§ INSTRUCTIONS FOR THE TASK: Every entry should be reproduced precisely, with each picture left out.

□ □ □

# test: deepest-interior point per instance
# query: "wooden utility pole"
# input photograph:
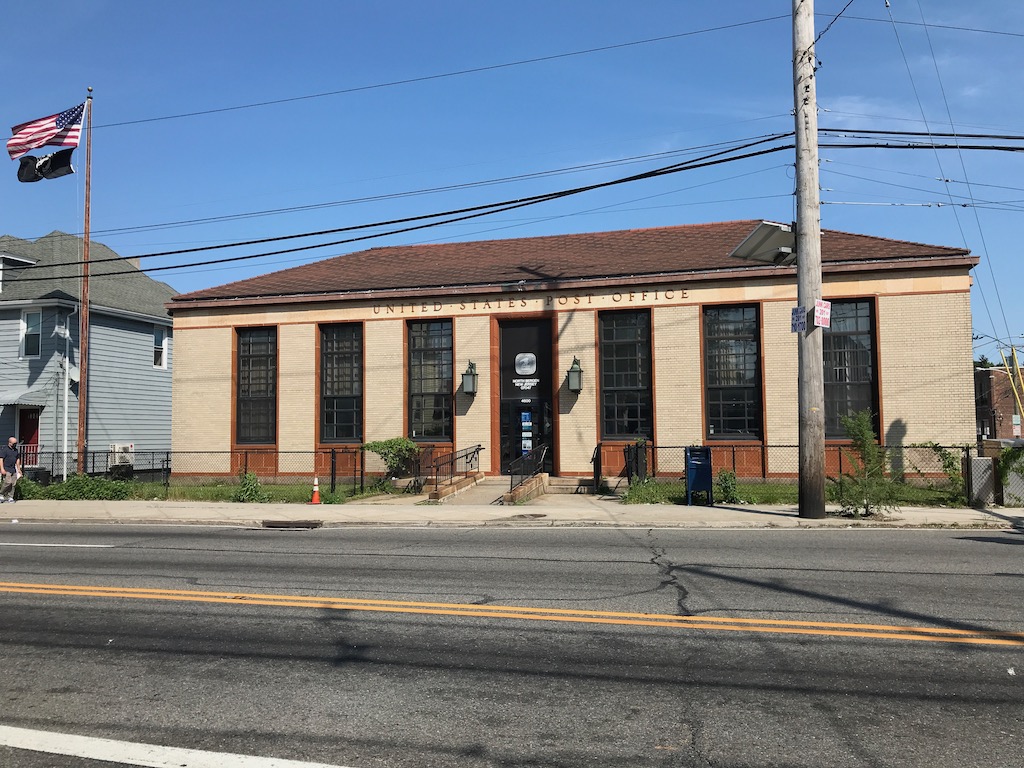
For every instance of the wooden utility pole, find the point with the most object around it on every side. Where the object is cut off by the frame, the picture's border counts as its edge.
(83, 335)
(811, 380)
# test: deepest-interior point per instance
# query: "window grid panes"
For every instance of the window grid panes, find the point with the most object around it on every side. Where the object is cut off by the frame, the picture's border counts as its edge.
(430, 380)
(33, 334)
(849, 365)
(257, 386)
(626, 386)
(159, 341)
(732, 372)
(341, 383)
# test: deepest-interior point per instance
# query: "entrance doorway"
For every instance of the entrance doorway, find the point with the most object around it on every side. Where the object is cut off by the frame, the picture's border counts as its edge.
(28, 435)
(526, 422)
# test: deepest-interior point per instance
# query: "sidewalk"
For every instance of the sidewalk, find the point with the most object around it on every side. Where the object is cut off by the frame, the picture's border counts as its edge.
(552, 510)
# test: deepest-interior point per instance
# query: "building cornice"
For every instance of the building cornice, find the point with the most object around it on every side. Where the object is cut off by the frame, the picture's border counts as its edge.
(965, 261)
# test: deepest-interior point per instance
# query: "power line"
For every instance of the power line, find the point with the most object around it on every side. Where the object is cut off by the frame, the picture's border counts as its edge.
(458, 73)
(458, 215)
(425, 190)
(697, 163)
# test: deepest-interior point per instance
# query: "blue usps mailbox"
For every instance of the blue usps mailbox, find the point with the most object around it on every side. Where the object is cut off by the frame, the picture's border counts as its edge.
(698, 473)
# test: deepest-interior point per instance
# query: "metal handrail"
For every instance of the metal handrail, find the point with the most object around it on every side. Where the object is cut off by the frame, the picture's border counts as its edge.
(461, 463)
(526, 466)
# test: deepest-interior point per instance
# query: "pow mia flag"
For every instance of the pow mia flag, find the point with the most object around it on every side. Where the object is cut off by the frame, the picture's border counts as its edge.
(48, 166)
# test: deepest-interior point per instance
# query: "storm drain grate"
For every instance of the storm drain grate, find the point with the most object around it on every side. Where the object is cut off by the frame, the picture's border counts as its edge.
(303, 524)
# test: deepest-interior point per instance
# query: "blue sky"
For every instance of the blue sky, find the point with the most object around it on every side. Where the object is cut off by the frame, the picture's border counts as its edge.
(168, 148)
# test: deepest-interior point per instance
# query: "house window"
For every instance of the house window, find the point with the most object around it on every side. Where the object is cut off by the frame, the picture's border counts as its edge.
(256, 403)
(341, 383)
(732, 372)
(626, 386)
(430, 380)
(849, 365)
(32, 327)
(159, 346)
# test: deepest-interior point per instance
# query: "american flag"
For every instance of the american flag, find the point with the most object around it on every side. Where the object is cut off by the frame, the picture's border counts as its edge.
(64, 129)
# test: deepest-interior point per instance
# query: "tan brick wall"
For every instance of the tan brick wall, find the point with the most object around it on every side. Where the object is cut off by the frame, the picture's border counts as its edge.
(472, 414)
(578, 434)
(780, 375)
(201, 396)
(384, 387)
(676, 334)
(297, 394)
(931, 307)
(926, 363)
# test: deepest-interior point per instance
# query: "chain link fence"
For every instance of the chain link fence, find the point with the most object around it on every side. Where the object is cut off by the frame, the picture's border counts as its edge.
(928, 466)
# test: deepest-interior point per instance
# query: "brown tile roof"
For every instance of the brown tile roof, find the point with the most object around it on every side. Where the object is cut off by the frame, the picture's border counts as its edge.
(547, 261)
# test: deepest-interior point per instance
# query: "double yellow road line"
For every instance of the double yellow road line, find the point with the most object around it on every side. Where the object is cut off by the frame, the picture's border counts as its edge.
(885, 632)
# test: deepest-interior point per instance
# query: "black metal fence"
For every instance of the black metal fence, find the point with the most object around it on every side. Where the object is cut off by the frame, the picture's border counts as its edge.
(350, 466)
(335, 467)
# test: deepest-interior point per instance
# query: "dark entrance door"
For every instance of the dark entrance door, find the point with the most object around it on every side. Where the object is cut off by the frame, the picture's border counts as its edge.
(28, 435)
(525, 390)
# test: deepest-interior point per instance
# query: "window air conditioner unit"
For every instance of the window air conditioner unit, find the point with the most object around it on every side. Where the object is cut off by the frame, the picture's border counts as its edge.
(122, 454)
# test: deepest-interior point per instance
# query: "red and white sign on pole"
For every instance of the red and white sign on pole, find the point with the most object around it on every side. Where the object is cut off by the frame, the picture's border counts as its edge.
(822, 313)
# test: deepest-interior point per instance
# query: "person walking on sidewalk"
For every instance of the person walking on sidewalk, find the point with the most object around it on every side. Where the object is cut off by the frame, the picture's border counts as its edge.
(10, 468)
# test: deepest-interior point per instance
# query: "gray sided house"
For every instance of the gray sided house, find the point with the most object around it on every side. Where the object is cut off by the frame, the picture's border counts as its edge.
(129, 363)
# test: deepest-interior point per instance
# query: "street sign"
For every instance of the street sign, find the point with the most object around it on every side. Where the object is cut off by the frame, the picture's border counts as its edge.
(822, 313)
(799, 322)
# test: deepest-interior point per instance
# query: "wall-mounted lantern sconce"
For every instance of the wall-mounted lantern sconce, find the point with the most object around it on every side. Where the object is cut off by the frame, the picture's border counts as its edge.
(573, 377)
(469, 379)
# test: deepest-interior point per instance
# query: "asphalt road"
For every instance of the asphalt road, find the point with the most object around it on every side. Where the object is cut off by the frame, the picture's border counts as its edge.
(371, 647)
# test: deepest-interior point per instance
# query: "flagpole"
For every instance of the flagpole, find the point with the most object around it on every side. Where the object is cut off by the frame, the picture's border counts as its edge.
(83, 353)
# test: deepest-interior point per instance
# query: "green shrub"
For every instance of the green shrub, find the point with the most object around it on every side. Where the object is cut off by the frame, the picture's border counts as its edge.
(78, 487)
(868, 487)
(726, 489)
(250, 491)
(396, 454)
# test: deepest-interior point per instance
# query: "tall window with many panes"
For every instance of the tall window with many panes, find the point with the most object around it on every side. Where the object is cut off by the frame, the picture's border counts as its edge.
(256, 397)
(849, 365)
(341, 383)
(627, 404)
(430, 380)
(732, 372)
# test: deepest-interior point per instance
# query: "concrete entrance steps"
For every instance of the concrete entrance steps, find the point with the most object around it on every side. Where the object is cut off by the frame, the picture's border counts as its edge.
(569, 485)
(486, 491)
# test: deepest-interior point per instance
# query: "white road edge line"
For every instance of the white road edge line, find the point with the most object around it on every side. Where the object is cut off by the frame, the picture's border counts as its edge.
(79, 546)
(130, 753)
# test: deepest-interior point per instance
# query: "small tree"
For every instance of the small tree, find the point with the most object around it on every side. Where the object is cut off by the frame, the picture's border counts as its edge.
(868, 487)
(395, 453)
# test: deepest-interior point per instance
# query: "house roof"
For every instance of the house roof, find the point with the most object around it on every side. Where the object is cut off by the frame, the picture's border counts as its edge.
(133, 292)
(545, 262)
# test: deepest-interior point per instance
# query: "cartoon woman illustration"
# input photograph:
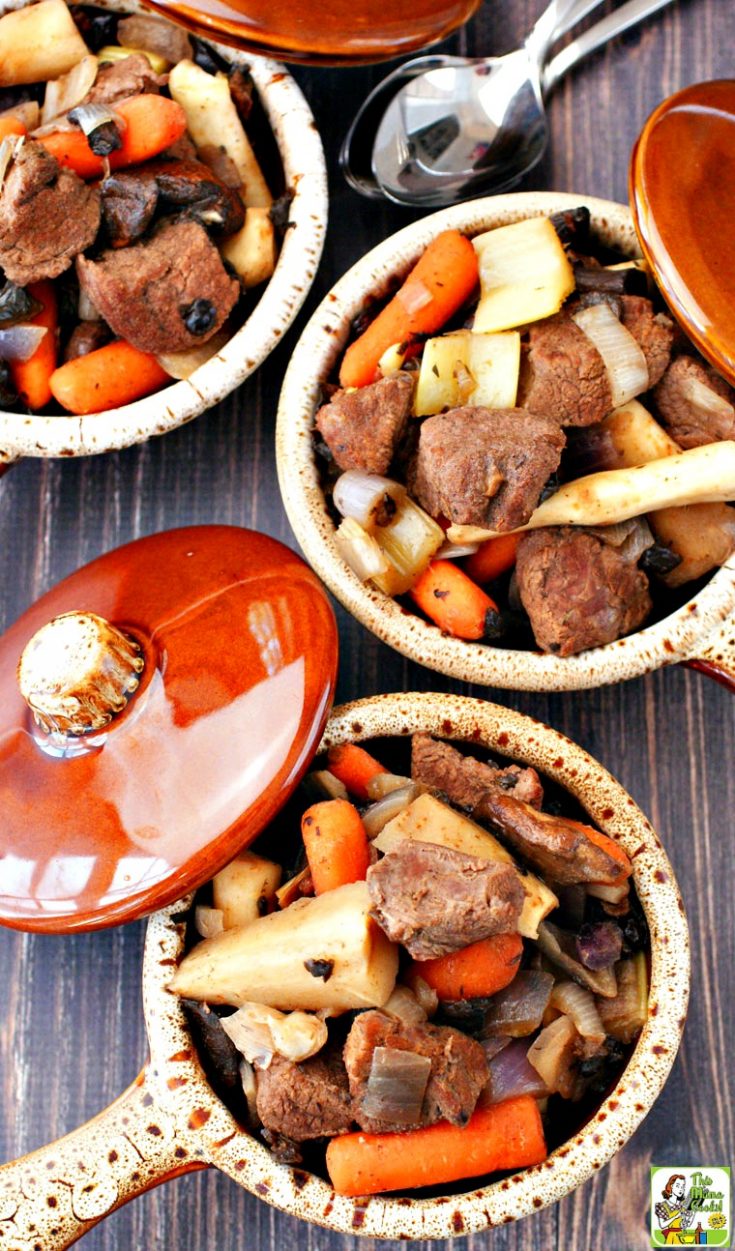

□ □ □

§ EXPECTED ANSWER:
# test: deepest-interior point per instance
# query: "wooden utility pole"
# input photograph:
For every instance of the wooden utility pole, find the point with the most object around it on every side. Where the object is cut off by the frame, the picture's border counts as its edge.
(83, 335)
(811, 380)
# test: deepest-interior point per instance
# query: "window grid panes"
For every instance of the window grid panes, find the point with the most object around it on every side. Where the object is cut off by the frame, the picture's border counts as its edge.
(430, 380)
(33, 334)
(849, 365)
(257, 386)
(626, 386)
(159, 341)
(732, 372)
(341, 383)
# test: deepest-interior point per instance
# query: "entrance doorway"
For every instance of the entrance doorway, find the point with the most object around it on every side. Where the object is cut off by the frame, the picture's border counts as its edge.
(28, 435)
(526, 422)
# test: deepest-interior point per instance
# query: "sidewalk"
For every instance of the sidewalk, find the point with the most object around it on every side. Where the object is cut off by the frame, the picture's border counts as its edge.
(552, 510)
# test: deepest-interior point per instance
# query: "building cornice"
For every instance of the building cornice, find the point with the most object around it on every side. Where the object is cut off by the frame, the picture's border counts as its edge.
(965, 261)
# test: deepest-interior point per instance
# query: "power line"
For every instance of the power line, find the point with the most object around it on every side. Where the object is cut off by the frame, the picture's border counts as its edge.
(458, 73)
(458, 215)
(425, 190)
(697, 163)
# test: deepest-interior point per instance
# query: "blue usps mailbox"
For every instance of the blue usps mailbox, find the point with the most object around it on every side. Where the object is cut off by the frame, the picture's border counts as its edge.
(698, 473)
# test: deepest-interior point per instance
# query: "metal handrail"
For every instance of the metal handrail, find the point with the most object around it on every side. Where the object is cut off by the frame, the picture's border counts as its edge.
(461, 463)
(526, 466)
# test: deepest-interior point per instance
# query: "pow mia flag"
For every instance of the pow mia flag, find the point with the most object around it on every side. Where the object is cut off by the frame, the picture's border counts as its edge.
(48, 166)
# test: deepest-interior point per instance
# query: "storm drain grate"
For every instance of the storm drain grate, find the point with the most object around it on every side. Where the object is cut off by the frame, the picture's border counts as its edge.
(303, 524)
# test: deepest-interior point per instance
# query: "blue sky"
For every instance of the blue sky, find the point with the most object around it on every side. Where the object is cut off by the frame, the picture's border counts as its edge.
(168, 148)
# test: deepest-interior point per instance
# query: "house window"
For every instance of the house window, find the point with the most object around it on every side. Where the object is cut off by the frame, the picture's border counts as its edge.
(256, 403)
(341, 383)
(732, 372)
(626, 386)
(430, 380)
(849, 365)
(32, 327)
(159, 346)
# test: deepest-interior point per instance
# query: "american flag"
For every instance of the american flag, find the point with the most object around it on every side. Where the object is cut off by the frame, the picture's border counts as its edge.
(64, 129)
# test: deepest-interior point per instance
# query: "tan brick wall"
For every instance of the tan brick wall, find the point with the most object around it on every side. Where the object is cut off by the frame, the picture's border counts as its edge.
(472, 414)
(578, 434)
(780, 375)
(201, 396)
(384, 387)
(676, 334)
(297, 394)
(931, 307)
(926, 363)
# test: deepest-interior point per instance
# query: "chain link fence"
For every instance of the chain link fence, find the point with the most object around it on every side. Where the object is cut off by the frame, the picture's border counts as its edge.
(928, 466)
# test: deepest-interior point per instance
# query: "brown tile roof"
For every instance of the brown tile roof, find the point with the most object around it on every side. Where the object is cut off by the frame, the picture's border counts as its edge.
(547, 261)
# test: deepest-interior point per instance
# query: "double yellow road line"
For every instance of the double yellow road line, find the point with the most object around it on every side. Where the object is cut off by the frame, the picture's border counts as its edge.
(885, 632)
# test: deepest-interior point per instance
# query: "black metal fence"
For every instance of the black metal fence, find the point with the most object around it on every side. Where the object is cut off by the frame, the picture's border counts as its edge.
(350, 466)
(335, 467)
# test: deepest-interior point per instance
# query: "dark entrance door"
For every instance of the dark entrance door, find the point with the most object around it on every side. Where the object is cut off by the frame, the picture's border counts as its edge.
(28, 435)
(525, 390)
# test: deepest-interior point per instance
# query: "window air conditioner unit"
For every instance of the window air conditioner unit, find the point with the most object around it on every side. Where the object is cut off by the frame, the picture's border counts as its edge.
(122, 454)
# test: deepest-interior point per instance
# query: "red and white sign on pole"
For every instance of the red and white sign on pole, find the point with the most object around it on every side. Where the object is cut off by the frame, the picture's border counts as its edge.
(822, 313)
# test: deepest-interior point per instance
# query: "person walking on sidewalk"
For every instance of the person walking on sidewalk, find the point with the most object around it on every side. Where the object is cut off by the frame, the picture's border counts as its edge.
(10, 468)
# test: deepest-interior point per instance
# query: "gray sided house"
For every instance of the gray sided house, find the point with the most object around it on every side. Where the object is cut off by the frame, the picture's border counts as its edge.
(129, 363)
# test: deepest-interior point per instance
# query: "street sign"
For every instance of the street sign, find the point with the most object around it on every side. Where the object is cut off by the frame, the picture's border counts as its edge.
(822, 313)
(799, 322)
# test: deepest-interior point per instance
# query: "wall-mounted lantern sconce"
For every instance of the wall-mounted lantern sconce, find the point with the most object around it on every side. Where the object is cut off by the frame, the picture's border counts as its edge.
(573, 377)
(469, 379)
# test: deepest-interior point per instance
# query: "asphalt road"
For every instance of the asphalt road, find the point with the most object around it on every side. Where the object is cut off by the frame, the picture's border counts as its edge.
(371, 647)
# test: deepest-interior point per instance
# query: "flagpole"
For every instance of the flagpole, find the point with the most object around it on every side. Where the object is cut off by the frame, the picture's border counts as its edge.
(83, 353)
# test: deepest-interior point per instance
# query: "green shrub"
For every instance of the green shrub, find the point with the most object around it on every side. Where the object is cut off by the frame, the picture's border counts as its edge.
(78, 487)
(868, 487)
(726, 489)
(250, 491)
(396, 454)
# test: deepest-interior point per instance
# query: "tall window with many panes"
For every instance of the tall window with many panes, find the point with the most object around it on every side. Where the object is cut off by the frame, the picture's border counts as its edge.
(256, 397)
(849, 365)
(341, 383)
(627, 404)
(430, 380)
(732, 372)
# test: deepest-interior point per instance
# query: "concrete entrance steps"
For every instance of the concrete entrance steps, find the point with the most object around it on every side. Where the object is cut off by the frame, the picture's border counts as its edge.
(569, 485)
(486, 491)
# test: deepest-interior point per instance
# query: "white road edge line"
For every instance of the white road edge line, find the point with the most object around it on every side. Where the object is cut off by the frame, the picture's border counts as its edge.
(79, 546)
(130, 753)
# test: deepest-interior point per instance
# query: "small tree"
For every instance of the small tree, find the point with the most object around it on every side. Where the object is cut off by the frame, the picture's border counts as its edge.
(868, 487)
(395, 453)
# test: deepest-interior point per instance
# query: "house roof"
For every instance of the house roof, find the point with the most object around it on every side. Where the object is cut off by the frame, the picture's border counts as its edge.
(133, 292)
(545, 262)
# test: deepest-interior point per instance
# query: "cartoon woman illustration"
# input photograph:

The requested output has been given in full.